**EXERCISE**
Every line of the records below that has the word "exact" should be copied.

-- EXTRACTED RECORDS follows --

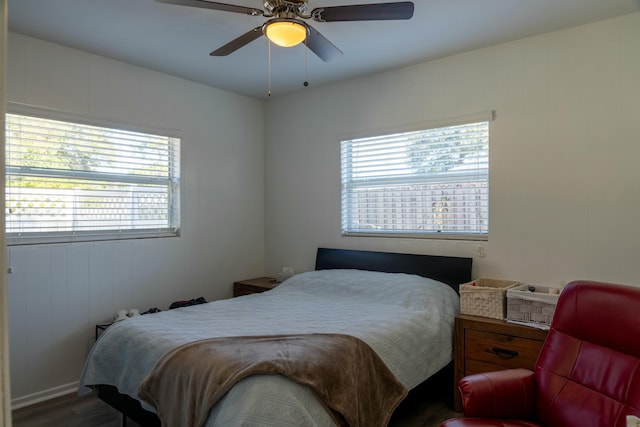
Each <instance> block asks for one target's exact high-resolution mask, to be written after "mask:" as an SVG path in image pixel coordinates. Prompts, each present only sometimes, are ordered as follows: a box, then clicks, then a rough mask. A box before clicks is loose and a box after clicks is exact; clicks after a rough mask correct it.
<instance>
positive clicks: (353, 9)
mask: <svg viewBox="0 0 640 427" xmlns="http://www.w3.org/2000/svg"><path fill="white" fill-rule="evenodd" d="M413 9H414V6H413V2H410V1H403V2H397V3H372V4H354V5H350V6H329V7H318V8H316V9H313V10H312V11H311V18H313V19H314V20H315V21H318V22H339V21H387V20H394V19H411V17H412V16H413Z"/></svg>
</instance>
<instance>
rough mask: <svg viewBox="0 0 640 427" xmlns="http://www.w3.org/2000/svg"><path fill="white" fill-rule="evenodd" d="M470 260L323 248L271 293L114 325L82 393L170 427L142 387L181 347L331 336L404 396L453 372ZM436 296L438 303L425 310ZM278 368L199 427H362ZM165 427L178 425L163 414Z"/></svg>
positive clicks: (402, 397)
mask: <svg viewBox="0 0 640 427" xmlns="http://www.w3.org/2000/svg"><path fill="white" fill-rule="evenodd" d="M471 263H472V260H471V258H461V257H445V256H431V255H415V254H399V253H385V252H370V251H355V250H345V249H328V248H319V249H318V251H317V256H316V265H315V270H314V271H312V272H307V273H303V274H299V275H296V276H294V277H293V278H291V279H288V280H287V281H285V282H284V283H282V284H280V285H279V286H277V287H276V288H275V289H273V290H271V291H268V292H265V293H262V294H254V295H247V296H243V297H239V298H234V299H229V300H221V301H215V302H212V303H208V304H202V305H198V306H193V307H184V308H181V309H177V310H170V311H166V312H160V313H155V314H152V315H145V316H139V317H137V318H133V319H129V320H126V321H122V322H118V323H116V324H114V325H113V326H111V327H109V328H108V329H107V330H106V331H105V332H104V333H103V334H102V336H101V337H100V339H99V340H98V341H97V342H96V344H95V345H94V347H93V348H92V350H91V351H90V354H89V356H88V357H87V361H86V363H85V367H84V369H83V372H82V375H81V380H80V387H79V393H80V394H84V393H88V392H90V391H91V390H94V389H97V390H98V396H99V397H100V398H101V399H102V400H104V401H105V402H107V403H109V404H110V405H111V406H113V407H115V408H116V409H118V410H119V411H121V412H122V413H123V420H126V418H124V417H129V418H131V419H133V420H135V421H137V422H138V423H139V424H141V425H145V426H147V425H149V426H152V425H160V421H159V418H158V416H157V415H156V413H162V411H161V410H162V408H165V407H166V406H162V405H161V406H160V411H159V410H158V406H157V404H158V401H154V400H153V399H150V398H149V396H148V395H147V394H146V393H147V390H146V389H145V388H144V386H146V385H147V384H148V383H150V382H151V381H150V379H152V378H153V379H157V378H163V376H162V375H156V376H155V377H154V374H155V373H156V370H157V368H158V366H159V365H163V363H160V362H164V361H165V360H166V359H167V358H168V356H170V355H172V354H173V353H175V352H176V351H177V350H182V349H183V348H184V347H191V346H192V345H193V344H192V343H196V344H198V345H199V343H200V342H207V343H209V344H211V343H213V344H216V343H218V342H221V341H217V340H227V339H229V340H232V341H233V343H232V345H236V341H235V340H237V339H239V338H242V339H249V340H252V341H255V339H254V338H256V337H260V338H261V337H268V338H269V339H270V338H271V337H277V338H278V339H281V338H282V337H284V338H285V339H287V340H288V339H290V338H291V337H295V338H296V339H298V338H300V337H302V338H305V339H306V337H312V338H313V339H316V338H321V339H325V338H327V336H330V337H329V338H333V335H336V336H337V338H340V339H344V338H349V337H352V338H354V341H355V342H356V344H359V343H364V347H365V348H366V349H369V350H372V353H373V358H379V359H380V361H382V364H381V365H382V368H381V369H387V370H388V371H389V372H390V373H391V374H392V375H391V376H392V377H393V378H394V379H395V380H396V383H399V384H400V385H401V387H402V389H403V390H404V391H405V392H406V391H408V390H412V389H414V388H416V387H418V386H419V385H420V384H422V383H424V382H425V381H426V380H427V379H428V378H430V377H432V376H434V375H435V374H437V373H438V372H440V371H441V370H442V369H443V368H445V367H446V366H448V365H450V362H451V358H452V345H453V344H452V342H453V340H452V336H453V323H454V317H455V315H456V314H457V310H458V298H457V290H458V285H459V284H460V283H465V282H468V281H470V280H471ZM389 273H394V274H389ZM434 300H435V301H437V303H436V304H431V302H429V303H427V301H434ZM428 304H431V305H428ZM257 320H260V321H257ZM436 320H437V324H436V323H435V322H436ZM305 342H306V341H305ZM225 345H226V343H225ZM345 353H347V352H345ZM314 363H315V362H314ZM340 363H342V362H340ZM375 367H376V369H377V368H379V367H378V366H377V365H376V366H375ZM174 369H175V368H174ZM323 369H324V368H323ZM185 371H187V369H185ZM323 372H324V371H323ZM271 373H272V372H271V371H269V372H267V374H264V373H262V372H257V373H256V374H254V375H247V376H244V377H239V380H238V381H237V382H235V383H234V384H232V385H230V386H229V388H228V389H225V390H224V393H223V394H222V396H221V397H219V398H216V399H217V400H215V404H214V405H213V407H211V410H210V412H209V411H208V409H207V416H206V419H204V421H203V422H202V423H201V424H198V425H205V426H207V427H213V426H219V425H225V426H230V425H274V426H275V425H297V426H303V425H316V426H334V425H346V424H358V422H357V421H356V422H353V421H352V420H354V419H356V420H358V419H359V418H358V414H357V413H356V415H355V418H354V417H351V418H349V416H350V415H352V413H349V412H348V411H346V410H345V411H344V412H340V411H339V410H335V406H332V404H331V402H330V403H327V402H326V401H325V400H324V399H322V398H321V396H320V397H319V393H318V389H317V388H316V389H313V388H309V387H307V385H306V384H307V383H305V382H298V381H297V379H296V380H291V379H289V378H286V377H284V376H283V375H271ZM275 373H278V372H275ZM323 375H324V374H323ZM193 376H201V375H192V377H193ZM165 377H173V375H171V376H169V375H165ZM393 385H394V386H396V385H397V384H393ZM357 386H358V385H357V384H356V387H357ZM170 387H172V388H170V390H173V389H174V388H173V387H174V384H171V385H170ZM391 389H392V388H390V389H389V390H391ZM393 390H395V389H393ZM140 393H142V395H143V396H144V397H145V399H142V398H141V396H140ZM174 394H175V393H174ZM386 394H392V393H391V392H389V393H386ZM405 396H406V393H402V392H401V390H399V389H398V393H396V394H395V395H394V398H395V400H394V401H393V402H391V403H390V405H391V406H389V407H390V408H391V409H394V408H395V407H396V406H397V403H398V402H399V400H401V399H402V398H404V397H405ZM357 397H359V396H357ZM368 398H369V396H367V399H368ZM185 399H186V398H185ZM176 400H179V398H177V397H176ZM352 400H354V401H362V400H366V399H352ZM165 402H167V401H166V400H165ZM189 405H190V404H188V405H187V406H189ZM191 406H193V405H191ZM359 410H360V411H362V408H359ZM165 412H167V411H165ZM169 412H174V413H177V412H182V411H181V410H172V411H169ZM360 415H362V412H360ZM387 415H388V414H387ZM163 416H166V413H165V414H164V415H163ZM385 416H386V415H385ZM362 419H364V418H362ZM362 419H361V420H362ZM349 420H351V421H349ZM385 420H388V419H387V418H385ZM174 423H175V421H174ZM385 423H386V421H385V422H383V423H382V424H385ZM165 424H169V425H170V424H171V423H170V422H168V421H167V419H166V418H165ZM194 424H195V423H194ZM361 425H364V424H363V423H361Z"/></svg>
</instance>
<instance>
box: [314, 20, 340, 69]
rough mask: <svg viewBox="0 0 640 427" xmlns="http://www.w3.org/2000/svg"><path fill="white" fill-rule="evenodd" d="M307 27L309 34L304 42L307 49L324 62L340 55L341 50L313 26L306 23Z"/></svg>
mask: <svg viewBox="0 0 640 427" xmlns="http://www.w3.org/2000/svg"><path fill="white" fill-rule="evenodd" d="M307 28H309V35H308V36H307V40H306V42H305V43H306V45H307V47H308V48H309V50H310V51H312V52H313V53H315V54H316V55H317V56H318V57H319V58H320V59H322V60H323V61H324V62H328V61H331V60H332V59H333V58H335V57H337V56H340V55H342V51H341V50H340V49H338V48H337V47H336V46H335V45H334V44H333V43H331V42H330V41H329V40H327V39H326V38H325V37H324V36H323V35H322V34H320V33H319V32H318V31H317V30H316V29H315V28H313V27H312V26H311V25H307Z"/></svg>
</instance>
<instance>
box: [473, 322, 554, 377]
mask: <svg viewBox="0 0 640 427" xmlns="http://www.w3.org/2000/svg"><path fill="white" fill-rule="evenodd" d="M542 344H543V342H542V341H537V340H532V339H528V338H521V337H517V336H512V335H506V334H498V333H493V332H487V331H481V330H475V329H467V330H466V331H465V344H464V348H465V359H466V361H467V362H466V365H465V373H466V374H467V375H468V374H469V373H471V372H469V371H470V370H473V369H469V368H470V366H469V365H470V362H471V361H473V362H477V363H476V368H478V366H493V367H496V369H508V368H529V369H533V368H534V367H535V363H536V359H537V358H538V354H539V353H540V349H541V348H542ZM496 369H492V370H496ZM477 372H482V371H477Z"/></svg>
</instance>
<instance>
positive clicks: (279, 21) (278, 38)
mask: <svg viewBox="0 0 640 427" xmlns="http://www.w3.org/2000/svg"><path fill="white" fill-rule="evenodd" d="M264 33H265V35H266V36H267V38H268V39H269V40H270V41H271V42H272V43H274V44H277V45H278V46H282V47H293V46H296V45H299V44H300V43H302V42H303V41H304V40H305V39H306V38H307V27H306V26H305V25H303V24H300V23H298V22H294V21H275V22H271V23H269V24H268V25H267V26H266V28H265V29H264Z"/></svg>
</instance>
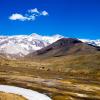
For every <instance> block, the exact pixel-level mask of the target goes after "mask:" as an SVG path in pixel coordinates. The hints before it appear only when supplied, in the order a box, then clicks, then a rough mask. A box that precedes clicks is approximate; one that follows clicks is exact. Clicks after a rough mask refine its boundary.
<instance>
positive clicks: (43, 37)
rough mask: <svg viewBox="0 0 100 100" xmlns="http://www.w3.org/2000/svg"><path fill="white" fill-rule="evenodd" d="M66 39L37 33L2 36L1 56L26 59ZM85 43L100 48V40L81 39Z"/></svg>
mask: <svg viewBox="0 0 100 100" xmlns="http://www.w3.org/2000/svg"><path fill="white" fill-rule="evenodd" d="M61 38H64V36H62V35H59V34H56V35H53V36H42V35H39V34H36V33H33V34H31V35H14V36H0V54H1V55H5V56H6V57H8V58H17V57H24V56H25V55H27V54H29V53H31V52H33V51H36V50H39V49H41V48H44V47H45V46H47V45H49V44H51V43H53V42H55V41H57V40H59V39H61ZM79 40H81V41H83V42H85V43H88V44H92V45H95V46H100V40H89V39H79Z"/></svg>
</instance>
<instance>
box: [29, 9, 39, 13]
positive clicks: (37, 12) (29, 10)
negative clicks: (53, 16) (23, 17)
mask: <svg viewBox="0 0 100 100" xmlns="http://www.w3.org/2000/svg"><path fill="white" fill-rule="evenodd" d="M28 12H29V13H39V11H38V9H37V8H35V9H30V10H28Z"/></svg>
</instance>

-- EXTRACTED RECORDS concluded --

**REPLY**
Each <instance> block asks for one target's exact high-resolution mask, to be written after "mask:" as an SVG path in image pixel coordinates. Prompts, each present only sometimes, are ordered as follows: a box, then clicks, then a rough mask. A box before clicks is loose and a box after clicks is exact; clicks after a rough mask correct it.
For every <instance> block, the exact pixel-level mask of the target goes after "mask:" as an SVG path in pixel coordinates. The hints before it appear only when supplied, in the order a box, then clicks, then a rough mask. A box that precedes clicks is approximate; one that follows clicks is exact. Clicks after a rough mask refine its boundary.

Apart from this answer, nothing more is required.